Copy from the passage on an insurer's good faith the part that opens with the words containing "The Court noted" and closes with "Plaintiff was receiving.".

## Given passage
::::
The Court reviewed California law regarding the implied covenant of good faith and fair dealing, including that an insurer cannot ignore available evidence supporting a claim in favor of facts justifying denial. However, an insurer is not liable for a failure to pay or delay in paying policy benefits where there is a genuine dispute as to coverage, which applies to both legal and factual disputes. An insurer is only entitled to a grant of summary judgment on this basis “where the summary judgment record demonstrates the absence of triable issues [citation] as to whether the disputed position upon which the insurer denied the claim was reached reasonably and in good faith. [Citation.].” Determining whether a dispute is legitimate is an objective standard, and must be evaluated as of the time the decisions were made, and not in light of any subsequent events showing error. Additionally, there may be a basis for application of the genuine dispute doctrine where the insurer relies on the advice of experts – although reliance on expert advice does “not automatically insulate an insurer from a bad faith claim.” 

The Court noted the problem with Allstate’s reliance on its expert: the expert rendered his opinions in October and November 2012, yet Allstate continued to rely on the opinions through arbitration in September 2013, without consulting him again or conducting further investigation, particularly as to the injections Plaintiff was receiving. 

Because it never asked Legome [Allstate’s expert] to review Soni's [the doctor administering the injections] epidural treatments and recommendations, Allstate's continued reliance upon Legome's opinions as the basis for disputing the medical necessity or reasonable value of those treatments and recommendations may have been unreasonable. And, leaving aside Legome's reports and opinions, Allstate has not directed us to any other medical reports or opinions that could reasonably support its ongoing denial of plaintiff's claim.

Of course, Allstate was not obliged to accept Soni's treatments and recommendations “without scrutiny or investigation.” [Citation.] To the extent it had good faith doubts, Allstate had the right to further investigate the basis for plaintiff's claim by having Legome reexamine his 2012 opinions, having another physician review all of plaintiff's medical records and offer opinions, or, if necessary, having plaintiff further examined by Legome or another defense doctor.

What Allstate could not do, consistent with the implied covenant of good faith and fair dealing, was to ignore Soni's treatments and recommendations, without adequately investigating them. [Citation.] To be clear, we are not saying Allstate breached the implied covenant. We are saying a reasonable jury could conclude it did so. Allstate's assertion it reasonably continued to rely on Legome's opinions, or that it had inadequate time to have him reexamine those opinions or conduct further investigation, merely inform our conclusion plaintiff has demonstrated triable issues of material fact that cannot be resolved by summary judgment.
::::
## Supplied entries
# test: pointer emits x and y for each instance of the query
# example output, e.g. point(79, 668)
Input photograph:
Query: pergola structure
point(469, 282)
::::
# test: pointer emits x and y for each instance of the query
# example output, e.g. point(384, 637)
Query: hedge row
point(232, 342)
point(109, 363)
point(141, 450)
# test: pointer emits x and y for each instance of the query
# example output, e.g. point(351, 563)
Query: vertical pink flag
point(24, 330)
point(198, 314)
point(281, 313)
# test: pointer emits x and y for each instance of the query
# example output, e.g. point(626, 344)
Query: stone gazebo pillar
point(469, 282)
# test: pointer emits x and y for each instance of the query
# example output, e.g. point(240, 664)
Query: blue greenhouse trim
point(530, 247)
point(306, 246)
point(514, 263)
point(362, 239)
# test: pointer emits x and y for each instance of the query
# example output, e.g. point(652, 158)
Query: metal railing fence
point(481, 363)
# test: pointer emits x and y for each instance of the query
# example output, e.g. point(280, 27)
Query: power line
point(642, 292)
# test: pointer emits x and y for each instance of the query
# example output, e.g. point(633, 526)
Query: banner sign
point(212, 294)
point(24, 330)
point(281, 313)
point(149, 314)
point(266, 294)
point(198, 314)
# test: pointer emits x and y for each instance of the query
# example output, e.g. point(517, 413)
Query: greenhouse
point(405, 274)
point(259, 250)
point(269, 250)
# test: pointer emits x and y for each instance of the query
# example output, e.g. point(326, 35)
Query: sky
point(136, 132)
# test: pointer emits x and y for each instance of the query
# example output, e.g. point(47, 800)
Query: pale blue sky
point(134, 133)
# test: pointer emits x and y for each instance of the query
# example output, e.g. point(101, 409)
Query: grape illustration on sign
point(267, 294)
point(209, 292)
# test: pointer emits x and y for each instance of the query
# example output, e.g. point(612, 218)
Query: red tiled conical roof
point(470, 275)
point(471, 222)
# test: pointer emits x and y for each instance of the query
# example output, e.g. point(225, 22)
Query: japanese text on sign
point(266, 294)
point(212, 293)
::::
## Exercise answer
The Court noted the problem with Allstate’s reliance on its expert: the expert rendered his opinions in October and November 2012, yet Allstate continued to rely on the opinions through arbitration in September 2013, without consulting him again or conducting further investigation, particularly as to the injections Plaintiff was receiving.